Direct Consolidation Loans allow borrowers to combine one or more of their Federal education loans into a new loan that offers the following benefits:
- One Lender and One Monthly Payment With only one lender and one monthly bill, it is easier for borrowers to manage their debt. Borrowers have only one lender, the U.S. Department of Education, for all loans included in a Direct Consolidation Loan.
- Flexible Repayment Options Borrowers can choose from multiple plans to repay their Direct Consolidation Loan, including an Income Based Repayment Plan and an Income Contingent Repayment Plan. These plans are designed to be flexible to meet the different and changing needs of borrowers.
- With a Direct Consolidation Loan, borrowers can switch repayment plans at anytime.
- No Minimum or Maximum Loan Amounts or Fees There is no minimum amount required to qualify for a Direct Consolidation Loan!
- Varied Deferment Options Borrowers with Direct Consolidation Loans may qualify for renewed deferment benefits. If borrowers have exhausted the deferment options on their current Federal education loans, a Direct Consolidation Loan may renew many of those deferment options. In addition, borrowers may be eligible for additional deferment options if they have an outstanding balance on a FFEL Program loan made before July 1, 1993, when they obtain their first Direct Loan.

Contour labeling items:
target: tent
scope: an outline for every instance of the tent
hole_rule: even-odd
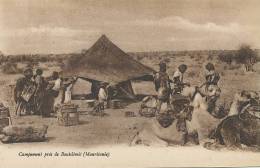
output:
[[[134,99],[131,80],[152,80],[154,70],[134,60],[105,35],[86,52],[72,57],[63,69],[64,76],[77,76],[92,83],[114,86],[116,96]]]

- WRITTEN INSTRUCTION 1 -
Based on the passage on Direct Consolidation Loans, do the statements below agree with it? Answer yes or no for each, and quote the words from the passage that decide it.
(a) All loans in a Direct Consolidation Loan have the U.S. Department of Education as their single lender.
(b) A borrower must owe a minimum amount to qualify for a Direct Consolidation Loan.
(c) Borrowers with a Direct Consolidation Loan may change repayment plans only once per year.
- WRITTEN INSTRUCTION 2 -
Answer these questions from the passage on Direct Consolidation Loans.
(a) Which two repayment plans are named as choices for repaying a Direct Consolidation Loan?
(b) Whose needs are the repayment plans designed to meet?
(c) A FFEL Program loan made before what date may make a borrower eligible for additional deferment options?
- WRITTEN INSTRUCTION 3 -
Continue the passage on Direct Consolidation Loans from its last sentence.

- WRITTEN ANSWER 1 -
(a) Yes: "Borrowers have only one lender, the U.S. Department of Education, for all loans included in a Direct Consolidation Loan."
(b) No: "There is no minimum amount required to qualify for a Direct Consolidation Loan!"
(c) No: "With a Direct Consolidation Loan, borrowers can switch repayment plans at anytime."

- WRITTEN ANSWER 2 -
(a) An Income Based Repayment Plan and an Income Contingent Repayment Plan.
(b) The different and changing needs of borrowers.
(c) July 1, 1993.

- WRITTEN ANSWER 3 -
- Reduced Monthly Payments A Direct Consolidation Loan may ease the strain on a borrower’s budget by lowering the borrower’s overall monthly payment.
- The minimum monthly payment on a Direct Consolidation Loan may be lower than the combined payments charged on a borrower’s Federal education loans.
- Retention of Subsidy Benefits A Direct Consolidation Loan can have two components in the form of Subsidized and Unsubsidized loans.
- Borrowers retain their subsidy benefits on loans that are consolidated into the subsidized portion of a Direct Consolidation Loan.
Some differences between programs may include:
- Minimum balances or numbers of loans required to apply.
- Types of loans that can be consolidated. A prior account relationship may be required. Repayment incentive benefits to encourage good repayment behavior.
- The convenience of electronic debit, ensuring that monthly payments are made on time. Repayment plans offered, such as payments sensitive to a borrower’s income, family size, and total education indebtedness.
To qualify for Direct Consolidation Loans, borrowers must have at least one Direct Loan or Federal Family Education Loan (FFEL) that is in grace, repayment, deferment, or default status.
Loans that are in an in-school status cannot be included in a Direct Consolidation Loan. Borrowers can consolidate most defaulted education loans, if they make satisfactory repayment arrangements with their current loan holder(s) or agree to repay their new Direct Consolidation Loan under the Income Contingent Repayment Plan or Income Based Repayment Plan.
Borrowers who do not have Direct Loans may be eligible for a Direct Consolidation Loan if they include at least one FFEL Loan and have been unable to obtain a Federal Consolidation Loan with a FFEL consolidation lender or have been unable to obtain a Federal Consolidation Loan with income-sensitive repayment terms acceptable to them or intend to apply for loan forgiveness under the Public Service Loan Forgiveness Program.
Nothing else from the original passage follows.